Exercise goal —
Return every line below that contains the word "crowd". Case matters.

Dataset extracts with box labels

_ _ _

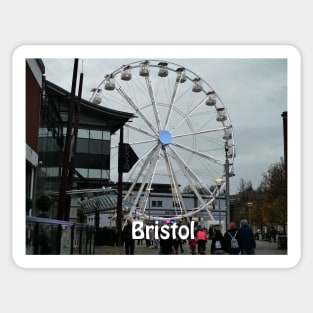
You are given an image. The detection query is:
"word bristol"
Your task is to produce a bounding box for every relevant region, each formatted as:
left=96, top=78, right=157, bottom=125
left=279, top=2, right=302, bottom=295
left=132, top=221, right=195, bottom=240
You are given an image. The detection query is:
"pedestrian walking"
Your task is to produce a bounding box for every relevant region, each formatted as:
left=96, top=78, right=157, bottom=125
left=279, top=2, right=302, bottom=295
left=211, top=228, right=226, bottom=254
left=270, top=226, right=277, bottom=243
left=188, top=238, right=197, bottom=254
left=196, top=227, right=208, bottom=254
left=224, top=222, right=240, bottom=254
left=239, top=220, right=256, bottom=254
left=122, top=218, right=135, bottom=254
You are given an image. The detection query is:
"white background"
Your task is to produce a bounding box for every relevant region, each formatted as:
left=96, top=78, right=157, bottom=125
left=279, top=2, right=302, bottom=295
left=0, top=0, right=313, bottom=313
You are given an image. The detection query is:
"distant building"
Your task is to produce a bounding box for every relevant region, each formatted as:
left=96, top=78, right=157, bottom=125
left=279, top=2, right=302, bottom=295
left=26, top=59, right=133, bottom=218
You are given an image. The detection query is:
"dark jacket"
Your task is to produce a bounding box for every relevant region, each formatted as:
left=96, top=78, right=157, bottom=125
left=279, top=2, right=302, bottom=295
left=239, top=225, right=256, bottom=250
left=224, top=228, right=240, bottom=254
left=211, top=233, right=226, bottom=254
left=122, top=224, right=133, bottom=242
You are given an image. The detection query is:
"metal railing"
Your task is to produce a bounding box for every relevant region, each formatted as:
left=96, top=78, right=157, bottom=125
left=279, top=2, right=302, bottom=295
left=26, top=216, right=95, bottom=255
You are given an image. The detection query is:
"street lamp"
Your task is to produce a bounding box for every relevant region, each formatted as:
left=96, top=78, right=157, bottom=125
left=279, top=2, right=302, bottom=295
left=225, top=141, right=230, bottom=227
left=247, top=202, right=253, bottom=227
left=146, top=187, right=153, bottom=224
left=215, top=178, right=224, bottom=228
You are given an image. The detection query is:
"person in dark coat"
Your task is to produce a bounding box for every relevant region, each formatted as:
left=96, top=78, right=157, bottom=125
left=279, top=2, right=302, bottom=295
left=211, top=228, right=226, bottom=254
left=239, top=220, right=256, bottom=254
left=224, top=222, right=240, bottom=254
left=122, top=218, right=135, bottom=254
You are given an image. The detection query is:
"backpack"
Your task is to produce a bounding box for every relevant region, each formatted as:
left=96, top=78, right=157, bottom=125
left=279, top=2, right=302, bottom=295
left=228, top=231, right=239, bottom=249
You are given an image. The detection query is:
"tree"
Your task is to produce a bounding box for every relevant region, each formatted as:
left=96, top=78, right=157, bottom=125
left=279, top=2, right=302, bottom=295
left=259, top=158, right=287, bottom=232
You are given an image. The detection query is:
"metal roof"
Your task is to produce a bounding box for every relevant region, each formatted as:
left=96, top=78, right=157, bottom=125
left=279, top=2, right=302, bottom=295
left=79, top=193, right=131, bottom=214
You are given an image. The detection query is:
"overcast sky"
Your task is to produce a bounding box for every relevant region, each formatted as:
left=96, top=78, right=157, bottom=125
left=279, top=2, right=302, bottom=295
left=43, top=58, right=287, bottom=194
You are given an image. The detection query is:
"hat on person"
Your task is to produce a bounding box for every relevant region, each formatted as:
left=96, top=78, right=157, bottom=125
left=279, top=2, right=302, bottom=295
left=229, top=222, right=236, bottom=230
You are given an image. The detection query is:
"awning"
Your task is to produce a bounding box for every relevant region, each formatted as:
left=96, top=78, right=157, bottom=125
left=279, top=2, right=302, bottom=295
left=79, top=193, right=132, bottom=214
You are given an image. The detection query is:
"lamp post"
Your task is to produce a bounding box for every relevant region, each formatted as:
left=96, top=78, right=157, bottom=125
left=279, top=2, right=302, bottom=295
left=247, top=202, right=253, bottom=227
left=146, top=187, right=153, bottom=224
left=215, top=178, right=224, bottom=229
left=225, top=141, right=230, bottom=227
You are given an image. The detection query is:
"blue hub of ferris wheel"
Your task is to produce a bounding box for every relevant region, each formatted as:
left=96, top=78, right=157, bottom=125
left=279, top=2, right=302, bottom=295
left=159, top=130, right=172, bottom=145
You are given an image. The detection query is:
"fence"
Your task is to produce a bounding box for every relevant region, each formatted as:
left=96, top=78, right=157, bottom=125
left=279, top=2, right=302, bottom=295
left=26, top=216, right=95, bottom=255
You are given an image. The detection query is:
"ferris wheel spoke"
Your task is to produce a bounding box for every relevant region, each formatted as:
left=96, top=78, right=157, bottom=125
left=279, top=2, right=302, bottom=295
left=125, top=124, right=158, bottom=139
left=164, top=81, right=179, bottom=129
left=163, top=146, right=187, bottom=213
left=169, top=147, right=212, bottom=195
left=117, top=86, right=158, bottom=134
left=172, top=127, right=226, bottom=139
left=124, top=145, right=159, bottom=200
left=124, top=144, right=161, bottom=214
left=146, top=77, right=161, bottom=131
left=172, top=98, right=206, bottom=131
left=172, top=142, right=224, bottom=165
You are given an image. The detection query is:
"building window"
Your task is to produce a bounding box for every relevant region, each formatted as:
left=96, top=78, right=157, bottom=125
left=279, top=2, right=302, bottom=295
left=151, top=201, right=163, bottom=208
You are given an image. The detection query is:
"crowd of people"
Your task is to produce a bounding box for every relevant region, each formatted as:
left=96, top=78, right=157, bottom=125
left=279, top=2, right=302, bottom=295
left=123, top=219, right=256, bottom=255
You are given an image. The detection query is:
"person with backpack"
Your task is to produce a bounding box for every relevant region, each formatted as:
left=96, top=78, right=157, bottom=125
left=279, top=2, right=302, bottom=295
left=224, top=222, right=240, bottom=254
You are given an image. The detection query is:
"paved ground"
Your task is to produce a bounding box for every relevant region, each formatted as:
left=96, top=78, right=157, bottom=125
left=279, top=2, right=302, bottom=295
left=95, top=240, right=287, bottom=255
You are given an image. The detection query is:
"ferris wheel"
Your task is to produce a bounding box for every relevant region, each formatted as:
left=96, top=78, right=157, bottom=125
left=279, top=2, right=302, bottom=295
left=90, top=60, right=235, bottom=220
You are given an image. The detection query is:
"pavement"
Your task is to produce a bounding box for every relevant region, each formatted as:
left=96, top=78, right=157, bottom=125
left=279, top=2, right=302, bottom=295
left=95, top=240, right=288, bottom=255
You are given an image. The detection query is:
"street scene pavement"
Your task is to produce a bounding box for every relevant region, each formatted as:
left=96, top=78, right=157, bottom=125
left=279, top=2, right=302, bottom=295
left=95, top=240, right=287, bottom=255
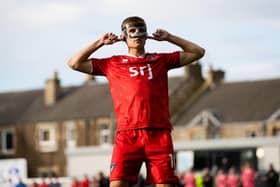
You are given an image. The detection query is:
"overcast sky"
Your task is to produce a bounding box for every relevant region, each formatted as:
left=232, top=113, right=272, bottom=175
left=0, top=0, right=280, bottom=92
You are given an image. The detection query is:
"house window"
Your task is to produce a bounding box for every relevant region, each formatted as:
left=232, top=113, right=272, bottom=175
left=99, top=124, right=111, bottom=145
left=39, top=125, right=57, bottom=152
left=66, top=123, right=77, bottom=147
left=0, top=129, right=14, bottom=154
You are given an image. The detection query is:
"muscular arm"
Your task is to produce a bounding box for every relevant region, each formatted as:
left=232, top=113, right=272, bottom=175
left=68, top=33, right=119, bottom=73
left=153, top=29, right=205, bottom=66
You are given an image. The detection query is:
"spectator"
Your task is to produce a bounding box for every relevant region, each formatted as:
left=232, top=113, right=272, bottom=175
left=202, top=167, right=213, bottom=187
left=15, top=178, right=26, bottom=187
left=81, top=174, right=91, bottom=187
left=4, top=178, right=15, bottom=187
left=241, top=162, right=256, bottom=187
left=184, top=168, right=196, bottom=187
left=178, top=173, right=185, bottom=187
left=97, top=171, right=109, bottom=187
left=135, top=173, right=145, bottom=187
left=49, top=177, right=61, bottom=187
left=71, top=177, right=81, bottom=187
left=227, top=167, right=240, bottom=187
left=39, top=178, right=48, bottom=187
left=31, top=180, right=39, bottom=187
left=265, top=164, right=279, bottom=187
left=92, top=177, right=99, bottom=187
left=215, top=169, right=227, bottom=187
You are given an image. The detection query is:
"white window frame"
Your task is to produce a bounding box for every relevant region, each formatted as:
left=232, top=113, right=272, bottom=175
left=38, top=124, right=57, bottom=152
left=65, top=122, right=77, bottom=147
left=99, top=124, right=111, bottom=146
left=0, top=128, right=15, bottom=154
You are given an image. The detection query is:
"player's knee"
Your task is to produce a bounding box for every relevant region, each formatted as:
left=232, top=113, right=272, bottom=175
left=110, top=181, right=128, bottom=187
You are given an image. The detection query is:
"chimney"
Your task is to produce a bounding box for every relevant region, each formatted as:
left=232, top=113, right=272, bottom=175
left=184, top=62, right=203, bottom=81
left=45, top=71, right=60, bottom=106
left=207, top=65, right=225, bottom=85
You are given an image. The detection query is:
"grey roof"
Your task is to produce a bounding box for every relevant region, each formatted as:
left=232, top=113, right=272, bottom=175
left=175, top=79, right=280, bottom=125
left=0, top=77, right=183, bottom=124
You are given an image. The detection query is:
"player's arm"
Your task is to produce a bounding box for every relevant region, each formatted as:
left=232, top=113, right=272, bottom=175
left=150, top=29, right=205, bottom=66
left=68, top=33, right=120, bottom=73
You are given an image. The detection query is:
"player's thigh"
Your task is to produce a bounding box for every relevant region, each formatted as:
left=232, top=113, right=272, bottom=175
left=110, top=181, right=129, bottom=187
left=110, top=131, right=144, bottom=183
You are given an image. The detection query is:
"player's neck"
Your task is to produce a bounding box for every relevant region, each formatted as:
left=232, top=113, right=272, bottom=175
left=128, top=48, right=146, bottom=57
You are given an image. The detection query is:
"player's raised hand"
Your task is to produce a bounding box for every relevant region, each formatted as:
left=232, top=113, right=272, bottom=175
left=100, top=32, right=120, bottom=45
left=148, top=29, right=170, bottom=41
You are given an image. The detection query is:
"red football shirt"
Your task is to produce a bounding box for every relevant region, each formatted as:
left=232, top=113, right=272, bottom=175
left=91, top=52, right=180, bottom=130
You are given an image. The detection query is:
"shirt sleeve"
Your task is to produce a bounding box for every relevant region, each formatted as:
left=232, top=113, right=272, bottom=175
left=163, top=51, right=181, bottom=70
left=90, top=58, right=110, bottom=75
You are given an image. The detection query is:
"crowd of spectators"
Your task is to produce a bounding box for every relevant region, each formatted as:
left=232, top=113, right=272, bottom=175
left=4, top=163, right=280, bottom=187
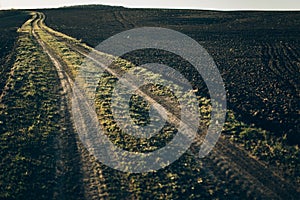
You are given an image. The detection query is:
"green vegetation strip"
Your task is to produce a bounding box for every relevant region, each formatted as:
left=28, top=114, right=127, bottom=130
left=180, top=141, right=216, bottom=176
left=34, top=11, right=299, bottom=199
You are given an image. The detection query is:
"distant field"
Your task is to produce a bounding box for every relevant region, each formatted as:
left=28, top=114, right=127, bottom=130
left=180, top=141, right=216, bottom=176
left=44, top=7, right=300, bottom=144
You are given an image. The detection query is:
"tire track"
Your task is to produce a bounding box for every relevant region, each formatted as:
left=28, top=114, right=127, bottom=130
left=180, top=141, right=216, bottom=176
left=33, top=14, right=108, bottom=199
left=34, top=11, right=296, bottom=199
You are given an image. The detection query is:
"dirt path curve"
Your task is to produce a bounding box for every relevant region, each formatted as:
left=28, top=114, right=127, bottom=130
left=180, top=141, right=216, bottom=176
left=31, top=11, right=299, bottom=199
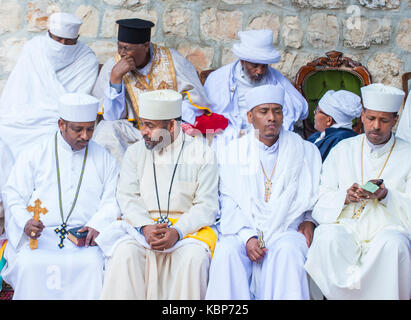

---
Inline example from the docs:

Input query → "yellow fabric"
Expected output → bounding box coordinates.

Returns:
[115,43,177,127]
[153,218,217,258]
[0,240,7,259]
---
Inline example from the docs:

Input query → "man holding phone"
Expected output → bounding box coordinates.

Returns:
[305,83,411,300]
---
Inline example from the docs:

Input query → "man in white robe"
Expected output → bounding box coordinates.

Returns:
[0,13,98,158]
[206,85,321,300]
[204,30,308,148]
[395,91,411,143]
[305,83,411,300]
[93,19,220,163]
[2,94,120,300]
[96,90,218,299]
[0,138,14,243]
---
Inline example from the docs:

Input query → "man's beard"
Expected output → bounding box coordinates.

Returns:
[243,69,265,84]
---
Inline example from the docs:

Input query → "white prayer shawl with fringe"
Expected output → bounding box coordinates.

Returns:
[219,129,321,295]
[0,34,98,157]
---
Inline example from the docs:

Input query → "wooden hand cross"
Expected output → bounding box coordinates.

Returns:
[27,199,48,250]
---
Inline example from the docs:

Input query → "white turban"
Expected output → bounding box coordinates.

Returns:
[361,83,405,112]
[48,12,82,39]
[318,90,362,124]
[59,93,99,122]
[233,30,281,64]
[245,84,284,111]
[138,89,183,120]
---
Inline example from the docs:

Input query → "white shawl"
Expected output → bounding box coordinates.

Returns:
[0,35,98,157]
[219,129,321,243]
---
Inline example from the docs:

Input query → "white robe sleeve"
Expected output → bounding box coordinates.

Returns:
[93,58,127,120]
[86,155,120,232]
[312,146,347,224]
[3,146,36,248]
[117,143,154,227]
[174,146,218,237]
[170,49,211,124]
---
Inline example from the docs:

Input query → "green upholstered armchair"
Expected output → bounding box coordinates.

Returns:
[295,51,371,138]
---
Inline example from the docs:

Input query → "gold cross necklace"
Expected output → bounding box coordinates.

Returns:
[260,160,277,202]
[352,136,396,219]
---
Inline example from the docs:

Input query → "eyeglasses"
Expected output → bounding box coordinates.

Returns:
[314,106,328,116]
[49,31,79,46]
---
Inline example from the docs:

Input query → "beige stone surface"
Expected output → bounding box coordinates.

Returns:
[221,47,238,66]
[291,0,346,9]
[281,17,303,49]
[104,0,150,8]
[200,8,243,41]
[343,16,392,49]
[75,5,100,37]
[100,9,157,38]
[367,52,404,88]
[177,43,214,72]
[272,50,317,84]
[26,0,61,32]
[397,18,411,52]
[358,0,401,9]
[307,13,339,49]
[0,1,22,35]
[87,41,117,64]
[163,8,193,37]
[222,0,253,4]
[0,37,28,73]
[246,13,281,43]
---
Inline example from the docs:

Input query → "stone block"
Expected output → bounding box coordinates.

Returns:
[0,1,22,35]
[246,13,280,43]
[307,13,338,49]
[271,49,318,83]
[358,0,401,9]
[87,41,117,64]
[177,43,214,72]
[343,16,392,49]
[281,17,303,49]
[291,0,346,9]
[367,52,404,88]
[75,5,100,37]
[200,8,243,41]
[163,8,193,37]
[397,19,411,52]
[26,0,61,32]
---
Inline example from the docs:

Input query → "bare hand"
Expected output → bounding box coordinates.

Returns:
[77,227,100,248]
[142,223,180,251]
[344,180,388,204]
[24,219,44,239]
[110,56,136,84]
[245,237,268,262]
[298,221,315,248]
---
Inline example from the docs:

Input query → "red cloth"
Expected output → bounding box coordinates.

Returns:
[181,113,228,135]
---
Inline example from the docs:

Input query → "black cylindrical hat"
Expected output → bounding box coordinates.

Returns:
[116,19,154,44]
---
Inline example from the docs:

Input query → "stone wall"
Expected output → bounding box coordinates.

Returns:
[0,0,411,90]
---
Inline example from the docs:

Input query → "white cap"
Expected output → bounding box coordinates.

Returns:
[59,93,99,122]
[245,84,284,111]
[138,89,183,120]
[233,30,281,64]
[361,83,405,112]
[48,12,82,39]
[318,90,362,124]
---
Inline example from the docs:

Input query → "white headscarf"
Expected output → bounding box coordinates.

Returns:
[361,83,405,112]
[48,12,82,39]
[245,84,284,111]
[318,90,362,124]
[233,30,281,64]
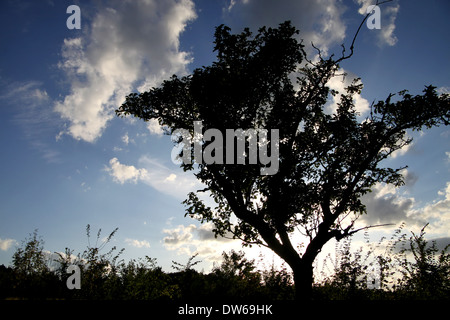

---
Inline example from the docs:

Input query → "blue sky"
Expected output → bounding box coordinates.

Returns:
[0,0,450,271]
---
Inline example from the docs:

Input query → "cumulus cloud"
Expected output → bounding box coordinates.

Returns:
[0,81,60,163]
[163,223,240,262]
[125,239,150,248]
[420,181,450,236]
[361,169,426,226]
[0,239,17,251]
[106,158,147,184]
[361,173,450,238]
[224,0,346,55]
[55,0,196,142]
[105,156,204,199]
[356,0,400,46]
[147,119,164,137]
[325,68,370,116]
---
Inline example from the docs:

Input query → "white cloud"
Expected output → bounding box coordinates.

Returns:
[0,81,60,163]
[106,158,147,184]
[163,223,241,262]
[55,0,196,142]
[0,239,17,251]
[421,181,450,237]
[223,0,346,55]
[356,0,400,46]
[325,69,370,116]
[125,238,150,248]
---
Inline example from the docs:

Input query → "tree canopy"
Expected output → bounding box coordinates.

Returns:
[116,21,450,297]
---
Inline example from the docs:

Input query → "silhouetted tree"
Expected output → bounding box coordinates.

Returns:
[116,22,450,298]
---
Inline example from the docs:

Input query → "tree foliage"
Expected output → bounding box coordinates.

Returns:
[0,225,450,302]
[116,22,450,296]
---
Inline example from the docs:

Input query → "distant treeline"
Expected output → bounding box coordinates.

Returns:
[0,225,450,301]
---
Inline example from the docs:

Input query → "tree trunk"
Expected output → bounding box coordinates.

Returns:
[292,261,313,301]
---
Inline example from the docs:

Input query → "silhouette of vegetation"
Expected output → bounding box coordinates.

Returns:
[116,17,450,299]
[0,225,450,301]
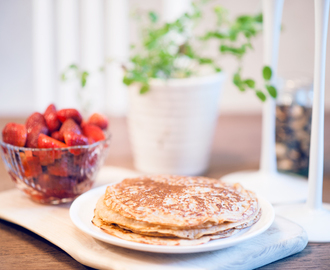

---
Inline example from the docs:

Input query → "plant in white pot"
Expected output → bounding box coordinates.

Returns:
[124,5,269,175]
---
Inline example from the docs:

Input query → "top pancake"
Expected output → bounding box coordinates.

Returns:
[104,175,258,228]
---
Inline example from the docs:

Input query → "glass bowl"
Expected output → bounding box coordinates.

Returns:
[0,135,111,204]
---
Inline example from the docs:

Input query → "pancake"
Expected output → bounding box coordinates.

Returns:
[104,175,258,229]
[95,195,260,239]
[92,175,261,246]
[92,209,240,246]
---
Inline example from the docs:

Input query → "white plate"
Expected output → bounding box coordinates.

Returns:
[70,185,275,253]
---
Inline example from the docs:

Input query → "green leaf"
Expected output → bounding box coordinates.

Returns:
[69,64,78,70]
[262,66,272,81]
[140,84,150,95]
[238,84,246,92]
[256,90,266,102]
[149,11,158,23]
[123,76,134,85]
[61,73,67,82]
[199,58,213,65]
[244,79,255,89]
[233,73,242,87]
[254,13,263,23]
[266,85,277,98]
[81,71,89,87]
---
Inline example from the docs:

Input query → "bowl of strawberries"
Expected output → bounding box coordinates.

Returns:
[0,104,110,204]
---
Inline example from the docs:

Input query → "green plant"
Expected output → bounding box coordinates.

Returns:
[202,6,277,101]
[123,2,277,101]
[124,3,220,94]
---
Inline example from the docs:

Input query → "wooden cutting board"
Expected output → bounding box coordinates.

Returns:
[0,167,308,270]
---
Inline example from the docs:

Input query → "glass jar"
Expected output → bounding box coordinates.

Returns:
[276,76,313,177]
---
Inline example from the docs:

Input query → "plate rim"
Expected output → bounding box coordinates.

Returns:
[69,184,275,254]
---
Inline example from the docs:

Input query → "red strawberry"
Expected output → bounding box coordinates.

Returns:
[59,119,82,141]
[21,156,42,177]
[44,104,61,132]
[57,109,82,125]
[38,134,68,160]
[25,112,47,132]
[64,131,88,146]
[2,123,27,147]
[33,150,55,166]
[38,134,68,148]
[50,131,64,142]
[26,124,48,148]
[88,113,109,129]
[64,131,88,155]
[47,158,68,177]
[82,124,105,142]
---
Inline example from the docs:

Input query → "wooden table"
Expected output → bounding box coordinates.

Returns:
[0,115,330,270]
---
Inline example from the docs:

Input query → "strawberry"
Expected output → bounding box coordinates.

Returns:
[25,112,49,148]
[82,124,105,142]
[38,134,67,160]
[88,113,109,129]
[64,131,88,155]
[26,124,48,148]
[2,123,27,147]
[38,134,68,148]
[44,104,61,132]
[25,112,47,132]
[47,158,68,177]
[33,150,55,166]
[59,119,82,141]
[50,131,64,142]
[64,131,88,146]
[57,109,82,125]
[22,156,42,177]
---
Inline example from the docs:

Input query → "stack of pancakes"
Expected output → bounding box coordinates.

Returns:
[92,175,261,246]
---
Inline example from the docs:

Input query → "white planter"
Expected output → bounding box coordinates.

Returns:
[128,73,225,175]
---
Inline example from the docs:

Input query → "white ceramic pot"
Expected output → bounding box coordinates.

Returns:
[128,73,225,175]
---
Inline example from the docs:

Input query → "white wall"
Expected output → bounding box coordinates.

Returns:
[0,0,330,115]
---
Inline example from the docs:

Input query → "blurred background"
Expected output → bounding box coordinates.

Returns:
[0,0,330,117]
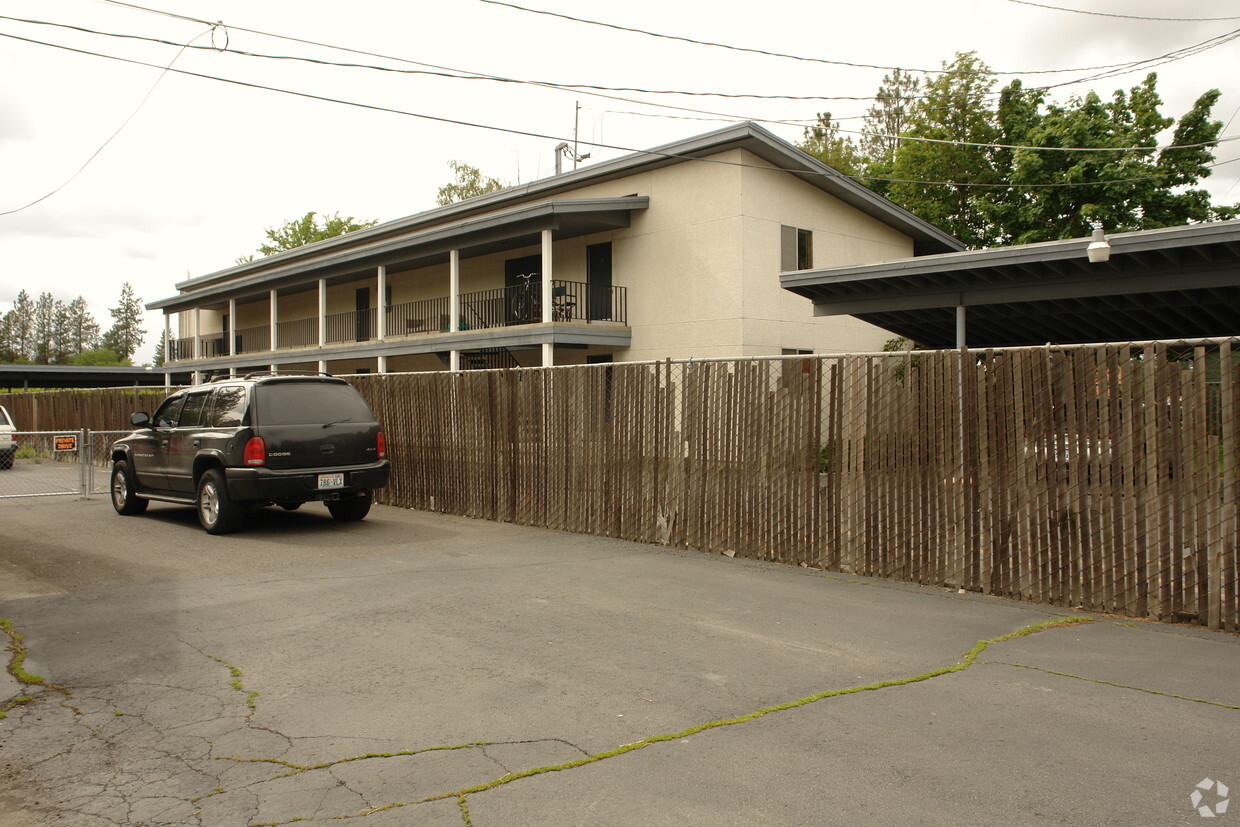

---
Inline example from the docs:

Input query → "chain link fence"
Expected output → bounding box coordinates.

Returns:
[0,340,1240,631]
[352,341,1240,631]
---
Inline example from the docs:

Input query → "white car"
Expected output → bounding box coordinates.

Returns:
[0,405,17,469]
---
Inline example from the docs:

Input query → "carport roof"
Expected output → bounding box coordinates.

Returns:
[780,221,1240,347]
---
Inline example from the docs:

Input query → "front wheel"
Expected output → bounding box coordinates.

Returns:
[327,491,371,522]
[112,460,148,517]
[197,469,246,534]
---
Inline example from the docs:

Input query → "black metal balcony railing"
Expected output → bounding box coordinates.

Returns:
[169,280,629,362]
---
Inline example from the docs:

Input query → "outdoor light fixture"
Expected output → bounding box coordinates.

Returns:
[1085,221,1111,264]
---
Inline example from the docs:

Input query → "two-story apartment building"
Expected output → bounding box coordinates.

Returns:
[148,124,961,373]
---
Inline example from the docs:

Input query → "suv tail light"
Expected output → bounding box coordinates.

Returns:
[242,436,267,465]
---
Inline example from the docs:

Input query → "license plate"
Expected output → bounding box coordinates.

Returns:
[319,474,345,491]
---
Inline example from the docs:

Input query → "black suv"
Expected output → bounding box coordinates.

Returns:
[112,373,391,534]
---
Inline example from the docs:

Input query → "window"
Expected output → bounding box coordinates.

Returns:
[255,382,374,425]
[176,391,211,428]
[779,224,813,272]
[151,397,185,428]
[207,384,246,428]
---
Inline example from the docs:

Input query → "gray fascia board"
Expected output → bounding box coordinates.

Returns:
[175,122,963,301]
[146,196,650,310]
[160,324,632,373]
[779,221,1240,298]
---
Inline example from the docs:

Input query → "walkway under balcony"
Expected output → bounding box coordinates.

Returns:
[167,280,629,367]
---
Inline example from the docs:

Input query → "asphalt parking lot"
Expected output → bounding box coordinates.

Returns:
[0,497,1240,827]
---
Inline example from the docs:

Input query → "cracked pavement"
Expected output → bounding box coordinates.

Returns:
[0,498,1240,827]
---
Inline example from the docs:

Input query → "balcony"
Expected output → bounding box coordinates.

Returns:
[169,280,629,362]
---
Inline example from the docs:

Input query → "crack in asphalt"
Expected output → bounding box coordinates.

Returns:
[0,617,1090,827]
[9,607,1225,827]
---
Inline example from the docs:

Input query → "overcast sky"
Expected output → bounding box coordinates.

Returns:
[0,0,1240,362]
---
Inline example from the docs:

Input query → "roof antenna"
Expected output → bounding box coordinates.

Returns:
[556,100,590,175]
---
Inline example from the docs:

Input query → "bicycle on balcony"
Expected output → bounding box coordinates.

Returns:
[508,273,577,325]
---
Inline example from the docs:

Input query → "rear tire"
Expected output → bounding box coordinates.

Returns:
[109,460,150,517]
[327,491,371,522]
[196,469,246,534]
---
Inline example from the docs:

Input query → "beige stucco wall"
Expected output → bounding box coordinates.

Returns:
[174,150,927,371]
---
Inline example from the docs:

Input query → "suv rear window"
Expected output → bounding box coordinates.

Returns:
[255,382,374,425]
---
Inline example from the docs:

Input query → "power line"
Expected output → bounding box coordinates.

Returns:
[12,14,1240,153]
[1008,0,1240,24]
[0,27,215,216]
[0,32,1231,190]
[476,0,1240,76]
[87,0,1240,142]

_ _ _

Output for this task —
"crowd of people"
"crowd of spectators"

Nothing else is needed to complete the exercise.